[Records supplied]
--------------------
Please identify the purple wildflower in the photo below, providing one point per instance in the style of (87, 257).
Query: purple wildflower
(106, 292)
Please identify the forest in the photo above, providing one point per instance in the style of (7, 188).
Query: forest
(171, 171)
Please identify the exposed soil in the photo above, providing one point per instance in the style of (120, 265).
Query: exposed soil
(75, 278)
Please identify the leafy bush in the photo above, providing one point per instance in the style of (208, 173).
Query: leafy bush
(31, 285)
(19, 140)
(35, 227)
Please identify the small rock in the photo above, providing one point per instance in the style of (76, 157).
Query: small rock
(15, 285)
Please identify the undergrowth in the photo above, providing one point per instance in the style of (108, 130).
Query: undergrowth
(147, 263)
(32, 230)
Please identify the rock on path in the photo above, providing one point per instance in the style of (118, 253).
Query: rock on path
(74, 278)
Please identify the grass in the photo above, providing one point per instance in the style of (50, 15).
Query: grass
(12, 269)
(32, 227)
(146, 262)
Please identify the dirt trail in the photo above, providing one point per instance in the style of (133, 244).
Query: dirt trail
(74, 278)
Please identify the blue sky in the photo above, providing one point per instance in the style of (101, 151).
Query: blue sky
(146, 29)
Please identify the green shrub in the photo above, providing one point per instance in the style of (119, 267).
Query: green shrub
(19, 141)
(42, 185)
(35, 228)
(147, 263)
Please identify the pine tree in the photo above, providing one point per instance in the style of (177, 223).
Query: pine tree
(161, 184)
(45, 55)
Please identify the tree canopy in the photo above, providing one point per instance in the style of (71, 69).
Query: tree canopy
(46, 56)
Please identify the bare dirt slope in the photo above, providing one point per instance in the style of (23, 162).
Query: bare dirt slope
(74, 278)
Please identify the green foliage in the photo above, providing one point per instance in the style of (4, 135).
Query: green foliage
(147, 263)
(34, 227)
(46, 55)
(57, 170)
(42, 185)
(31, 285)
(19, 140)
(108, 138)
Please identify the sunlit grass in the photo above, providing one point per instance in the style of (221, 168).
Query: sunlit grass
--------------------
[What is needed]
Convert every item above into a Markdown table with the columns No. and Line. Put each line in its own numbered row and leave out blank lines.

[Written response]
| No. | Line |
|---|---|
| 1 | Please identify the purple wildflower in the photo below, providing one point per instance in the style of (87, 257). |
| 2 | Query: purple wildflower |
| 3 | (106, 292) |
| 4 | Please identify the forest in the photo above, providing one point per instance in the style of (7, 188). |
| 5 | Query: forest |
| 6 | (171, 171) |
| 7 | Please identify the exposed soil in the photo above, providing one point per instance in the style of (120, 265). |
| 8 | Query: exposed soil |
| 9 | (75, 278) |
| 10 | Please identify the leafy bush in the photo above, providing one point per instance in the style of (208, 173). |
| 11 | Query: leafy bush |
| 12 | (31, 285) |
| 13 | (19, 140) |
| 14 | (35, 227) |
| 15 | Please identify the small rock in the photo above, providing one point per instance in the style of (76, 157). |
| 16 | Query: small rock |
| 17 | (15, 285) |
| 18 | Please identify the undergrowth in the photo above, providing one point per instance in the style of (108, 130). |
| 19 | Query: undergrowth |
| 20 | (147, 263) |
| 21 | (32, 230) |
| 22 | Please identify the rock on path in the photo above, providing one point per instance in the style of (118, 253). |
| 23 | Query: rock on path |
| 24 | (74, 278) |
| 25 | Please identify the grass in the photo above, providing one point per instance in the style of (50, 15). |
| 26 | Query: grass |
| 27 | (12, 269) |
| 28 | (32, 227) |
| 29 | (146, 262) |
| 30 | Please identify the dirt trail in the photo above, providing one point per instance in the style of (133, 244). |
| 31 | Query: dirt trail |
| 32 | (74, 278) |
| 33 | Please identify the blue sky in the photo above, providing one point per instance in the style of (101, 151). |
| 34 | Query: blue sky |
| 35 | (146, 29) |
| 36 | Please identify the green shrub in the photo above, providing one point per instance in the style of (119, 267). |
| 37 | Query: green shrub |
| 38 | (19, 141) |
| 39 | (42, 185) |
| 40 | (35, 228) |
| 41 | (147, 263) |
| 42 | Please identify the pine tree in the photo above, providing one point per instance in the style of (177, 223). |
| 43 | Query: pine tree |
| 44 | (161, 184) |
| 45 | (45, 55) |
| 46 | Please identify the tree canopy in the photo above, providing one point per instance in the style of (71, 69). |
| 47 | Query: tree canopy |
| 48 | (46, 56) |
| 49 | Please identify the bare dirt slope in the photo above, providing one point per instance in the style of (23, 162). |
| 50 | Query: bare dirt slope |
| 51 | (74, 278) |
| 52 | Please identify the green foliage in the photo above, providing one point per instance in the style of (4, 135). |
| 53 | Query: green foliage |
| 54 | (147, 263) |
| 55 | (34, 227) |
| 56 | (46, 55) |
| 57 | (57, 170) |
| 58 | (42, 185) |
| 59 | (31, 285) |
| 60 | (19, 140) |
| 61 | (108, 138) |
| 62 | Please identify the sunlit grass in the photo above, providing one point per instance in the style of (221, 168). |
| 63 | Query: sunlit grass |